What is needed » Reproduce all records verbatim.

□ □ □

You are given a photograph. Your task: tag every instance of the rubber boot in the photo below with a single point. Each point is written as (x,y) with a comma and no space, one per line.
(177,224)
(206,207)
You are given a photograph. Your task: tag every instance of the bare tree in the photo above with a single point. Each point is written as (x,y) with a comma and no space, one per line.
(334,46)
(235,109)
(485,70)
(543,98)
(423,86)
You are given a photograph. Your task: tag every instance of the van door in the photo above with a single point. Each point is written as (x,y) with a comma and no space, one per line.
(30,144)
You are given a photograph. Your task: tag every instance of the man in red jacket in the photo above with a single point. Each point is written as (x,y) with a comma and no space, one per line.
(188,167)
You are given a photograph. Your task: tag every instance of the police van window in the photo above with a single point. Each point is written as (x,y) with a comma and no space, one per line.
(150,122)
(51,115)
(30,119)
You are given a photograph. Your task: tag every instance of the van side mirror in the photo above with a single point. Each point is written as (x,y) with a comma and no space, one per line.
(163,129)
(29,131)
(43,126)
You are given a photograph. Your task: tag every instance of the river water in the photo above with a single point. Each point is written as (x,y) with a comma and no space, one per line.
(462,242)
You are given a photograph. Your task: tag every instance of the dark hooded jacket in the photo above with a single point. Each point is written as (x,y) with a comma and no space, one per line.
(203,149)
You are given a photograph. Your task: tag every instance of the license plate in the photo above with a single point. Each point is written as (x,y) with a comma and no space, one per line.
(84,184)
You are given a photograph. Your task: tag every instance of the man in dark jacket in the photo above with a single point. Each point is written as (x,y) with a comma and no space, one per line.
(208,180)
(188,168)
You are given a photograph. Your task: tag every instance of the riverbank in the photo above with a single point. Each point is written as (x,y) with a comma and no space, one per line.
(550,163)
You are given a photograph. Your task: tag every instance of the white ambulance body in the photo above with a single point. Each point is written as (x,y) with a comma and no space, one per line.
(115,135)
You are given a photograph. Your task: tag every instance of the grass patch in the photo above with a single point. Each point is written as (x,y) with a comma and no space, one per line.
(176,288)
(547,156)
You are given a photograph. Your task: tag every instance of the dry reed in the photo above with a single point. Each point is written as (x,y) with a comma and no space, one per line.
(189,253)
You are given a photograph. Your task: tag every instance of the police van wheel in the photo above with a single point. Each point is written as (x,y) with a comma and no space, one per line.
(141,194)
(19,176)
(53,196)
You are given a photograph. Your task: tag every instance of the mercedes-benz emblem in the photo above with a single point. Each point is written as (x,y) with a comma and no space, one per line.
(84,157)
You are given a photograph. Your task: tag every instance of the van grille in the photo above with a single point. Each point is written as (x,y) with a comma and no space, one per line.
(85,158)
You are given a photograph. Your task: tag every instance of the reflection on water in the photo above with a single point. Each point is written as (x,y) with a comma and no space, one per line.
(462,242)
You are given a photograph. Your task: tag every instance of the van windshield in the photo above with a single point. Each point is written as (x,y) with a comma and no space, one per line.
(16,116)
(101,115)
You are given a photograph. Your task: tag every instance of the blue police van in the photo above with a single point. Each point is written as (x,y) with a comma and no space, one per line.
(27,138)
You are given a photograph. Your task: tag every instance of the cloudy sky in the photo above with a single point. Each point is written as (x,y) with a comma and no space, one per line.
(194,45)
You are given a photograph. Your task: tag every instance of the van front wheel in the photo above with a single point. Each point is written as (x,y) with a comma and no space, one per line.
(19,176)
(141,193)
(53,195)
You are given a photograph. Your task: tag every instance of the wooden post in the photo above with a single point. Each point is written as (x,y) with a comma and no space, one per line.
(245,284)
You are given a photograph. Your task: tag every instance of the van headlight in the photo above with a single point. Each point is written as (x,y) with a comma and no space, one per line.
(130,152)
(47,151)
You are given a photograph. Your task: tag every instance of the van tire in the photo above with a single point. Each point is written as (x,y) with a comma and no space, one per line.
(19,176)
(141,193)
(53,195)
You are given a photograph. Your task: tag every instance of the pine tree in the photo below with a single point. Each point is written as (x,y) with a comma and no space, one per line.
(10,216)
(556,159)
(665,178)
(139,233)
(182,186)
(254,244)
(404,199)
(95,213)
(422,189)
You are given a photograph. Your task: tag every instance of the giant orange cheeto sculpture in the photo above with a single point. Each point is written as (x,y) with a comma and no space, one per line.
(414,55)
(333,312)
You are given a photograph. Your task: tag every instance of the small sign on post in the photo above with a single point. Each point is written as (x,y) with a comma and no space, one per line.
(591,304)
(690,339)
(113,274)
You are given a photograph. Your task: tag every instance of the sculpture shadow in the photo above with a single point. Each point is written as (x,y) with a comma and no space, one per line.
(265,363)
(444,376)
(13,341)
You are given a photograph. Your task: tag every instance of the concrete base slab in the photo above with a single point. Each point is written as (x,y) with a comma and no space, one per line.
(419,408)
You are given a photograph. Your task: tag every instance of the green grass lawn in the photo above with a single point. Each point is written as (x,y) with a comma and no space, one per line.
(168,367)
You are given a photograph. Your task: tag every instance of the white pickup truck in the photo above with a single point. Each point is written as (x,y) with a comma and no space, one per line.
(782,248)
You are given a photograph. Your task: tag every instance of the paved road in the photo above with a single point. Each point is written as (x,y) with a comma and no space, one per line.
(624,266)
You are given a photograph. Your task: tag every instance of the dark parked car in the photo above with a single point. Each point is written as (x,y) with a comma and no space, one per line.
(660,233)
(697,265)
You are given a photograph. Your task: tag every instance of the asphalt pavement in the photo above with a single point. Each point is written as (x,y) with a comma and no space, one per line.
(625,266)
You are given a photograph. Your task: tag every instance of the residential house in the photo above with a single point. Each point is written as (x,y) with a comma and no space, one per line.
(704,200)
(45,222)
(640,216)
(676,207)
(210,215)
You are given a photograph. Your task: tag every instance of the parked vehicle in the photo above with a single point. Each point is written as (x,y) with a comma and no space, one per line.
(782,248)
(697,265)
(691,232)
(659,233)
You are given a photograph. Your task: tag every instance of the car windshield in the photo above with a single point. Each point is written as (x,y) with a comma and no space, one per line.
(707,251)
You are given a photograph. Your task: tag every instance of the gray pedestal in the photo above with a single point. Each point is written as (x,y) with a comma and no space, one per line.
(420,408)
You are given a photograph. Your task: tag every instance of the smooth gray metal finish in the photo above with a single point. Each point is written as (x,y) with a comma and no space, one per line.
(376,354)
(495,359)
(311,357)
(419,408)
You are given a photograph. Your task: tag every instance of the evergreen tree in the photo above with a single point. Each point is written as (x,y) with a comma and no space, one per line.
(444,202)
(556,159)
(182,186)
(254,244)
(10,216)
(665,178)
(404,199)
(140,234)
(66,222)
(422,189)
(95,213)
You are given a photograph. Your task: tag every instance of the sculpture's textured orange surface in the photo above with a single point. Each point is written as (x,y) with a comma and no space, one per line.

□ □ □

Finished exercise »
You are given a photograph. Your task: tag every instance of the rubber boot in the photo below with a single point. Each point is written as (x,y) with a comma and no space, one per line.
(177,224)
(206,207)
You are given a photograph. Your task: tag every instance of the bare tree in the photo above with a single point. Each point is written as (x,y) with a comma and no space, one per line.
(334,46)
(235,109)
(485,70)
(543,98)
(423,86)
You are given a photograph. Your task: tag every instance of the van door in the photo above with a single point. Each point is written as (x,y) with a comma and no space, one per line.
(30,144)
You are given a photograph. Your task: tag every instance of the man in red jacket in the photo above with a single point. Each point is written as (x,y) with a comma and no space, one per line.
(188,167)
You are given a photograph. Your task: tag every instance of the police van window in the photo above with a single point. Each point is written as (x,y) with a comma and no space, one per line.
(150,122)
(51,115)
(30,119)
You are given a photograph. Your task: tag every instance of the van side mirror in the photo above with a single point. Each point is written as (x,y) with a comma and no space, one per line.
(163,129)
(29,131)
(43,126)
You are given a photograph. Your task: tag every instance of the river water in the photo above with a single point. Each point is written as (x,y) with a comma and no space, one per line.
(462,242)
You are given a photograph. Your task: tag every instance of the dark hooded jacket in the photo above with a single point. Each point is written as (x,y) with a comma and no space, one per line.
(203,149)
You are given a photograph. Your task: tag every instance of the license plate in the photo above with a single point. Each point is written as (x,y) with a comma and no space, one per line.
(84,184)
You are given a photograph. Your task: tag every instance of the man in dark jacket in the photo above with a single point. Each point is written as (x,y) with a comma and no space, one per line.
(208,180)
(188,168)
You are given a photograph. Your task: tag every instance of the riverbank in the photo above with a single point. Each point is written as (x,y) with a comma and no space, one per line.
(550,163)
You are given a photograph. Your task: tag every instance of the white ambulance body in the photo above with a single point. Each point is written as (x,y) with a comma and no space, one per line.
(115,135)
You are given a photograph. Your task: tag every instance of the grass patch in the photo above with a single point. Each point is written as (x,y) with a comma and no space, one per line.
(176,288)
(547,156)
You are given a photograph. Your task: tag every instance of the dry reed in the photo above with a single point. Each point is written as (x,y) with a comma and no space, one per line.
(189,253)
You are given a photograph. Your task: tag every instance of the police van wheel in the photo above with a single point. Each point is written as (x,y) with a comma and no space, one per line.
(141,194)
(19,176)
(53,196)
You are given a photograph. Your task: tag every instance of the mercedes-benz emblem in the photo above with a single point. Each point is written as (x,y) with a comma and no space, one per line.
(84,157)
You are given a photograph. Your task: tag every instance of the van grille in the photo above with a single point. Each point is written as (x,y) with a comma and no space, one per line.
(85,158)
You are given a photograph. Your task: tag every instance of the reflection on water in the photo above with a single point. Each point is written as (x,y) with a comma and no space, one per line.
(462,242)
You are given a photograph. Your task: tag every instance of the van windshield in the photo above with a single point. Each point is written as (x,y) with a comma and no space, one per line.
(16,116)
(101,115)
You are given a photograph. Your task: tag every instance of the blue police van in the photo above with a single point. Each point is written as (x,y) with a comma and no space, one per line.
(27,138)
You are given a photograph. Your task: tag every instance of the cloudy sky in the photo above with a single point. Each point is written as (x,y) with a comma and no space, one per line.
(194,45)
You are given a photograph. Your task: tag every instance of the van front wheel in the photo above with a single point. Each point is written as (x,y) with a comma and no space, one per line.
(19,176)
(141,193)
(53,195)
You are given a photograph. Your task: tag every instance of the wooden post in the photo above with a single point. Each point is written as (x,y) with a comma and no space, one per line.
(245,284)
You are given a photograph. Your task: tag every instance of the van headlight in the photo above with a single point. Each point is written as (x,y) with a comma and no space, one per line.
(130,152)
(47,151)
You are given a photograph. Your task: tag every instance of the van tire in the photo above with a single point. Each point is written as (x,y) with a comma and no space, one per line.
(19,176)
(141,193)
(53,195)
You are given a photograph. Your task: tag every instance of the pine tree in the photo below with a single point. Each point is written as (x,y) with a comma and no space, one per line.
(10,216)
(556,159)
(665,178)
(139,233)
(182,186)
(254,244)
(404,199)
(95,213)
(422,189)
You are given a photograph. Your task: tag every instance of the giant orange cheeto sculpture in the photo above with a single point. Each point is written as (x,y) with a comma and no space, one per line.
(414,55)
(333,312)
You are given a photograph. Your task: tag every instance of the small sign on post in the photo above with a single point. Each point is written as (x,y) with a comma and no space, one per line.
(591,304)
(690,339)
(113,274)
You are given a photograph. Your task: tag every instance of the sculpture shadow in the photo above with a single point. Each point is written as (x,y) with a comma and no space, one per line.
(265,363)
(444,376)
(13,341)
You are given a photograph. Your task: tag every instance of the concrete base slab in the photo above with a single point. Each point is written as (x,y) with a comma and no space, one per line.
(419,408)
You are given a photograph. Your task: tag every instance of the green grass lawn in the photo above with a single point. Each point is written as (x,y) with a comma and no space, one per line.
(168,367)
You are given a photograph. Your task: tag every instance of the white pickup truck in the photo above with a single point. Each point is written as (x,y) with a comma and no space, one per line.
(782,248)
You are given a photograph. Your task: tag every instance of the paved road in the photo above with a single point. Each point is written as (x,y) with a comma and no space, one per line.
(624,266)
You are given a photograph. Your task: tag every instance of the dark parked car in the photo above with a single point. Each point is written as (x,y) with a comma and no space, one per line.
(660,233)
(697,265)
You are given a photograph. Your task: tag every instance of the asphalt pavement in the photo above with a single point. Each point is written as (x,y) with a comma and no space, one per line.
(625,266)
You are given a photograph. Your task: tag every instance of the residential house in the photo above with a single point. Each point is written as (x,y) with a comma and no space, one per line.
(704,200)
(45,222)
(640,216)
(676,207)
(210,215)
You are given a photograph. Your task: tag every instance of the parked vehicle in the photo above with a single point. Each point is written as (x,y) with a comma and no space, one per line.
(782,248)
(697,265)
(691,232)
(659,233)
You are given a photograph. Your task: tag every instance of the car windshield in the photo above with a single point. Each point is written as (x,y) with a comma and no space, one per line.
(707,251)
You are given a photograph. Your task: tag every instance of the gray pedestal in the photo above with a single point. Each point is written as (x,y) with a comma and no space, one per line.
(420,408)
You are given a photograph. Your task: tag every instance of the smooth gray metal finish in the photo above with a single point. Each point is written as (x,y) with a comma and no space, one per line.
(376,354)
(495,359)
(311,357)
(419,408)
You are given a photograph. Your task: tag every instance of the evergreen tree in the photo above with a single point. Each point is written as (x,y) with a comma and no space, one per line.
(444,202)
(556,159)
(182,186)
(254,244)
(10,216)
(665,178)
(404,199)
(140,234)
(66,222)
(422,189)
(95,213)
You are given a photograph. Your task: tag every instance of the sculpture's textured orange surface in the photo above with a single point. Each point is written as (x,y) with a comma and no space, one per line.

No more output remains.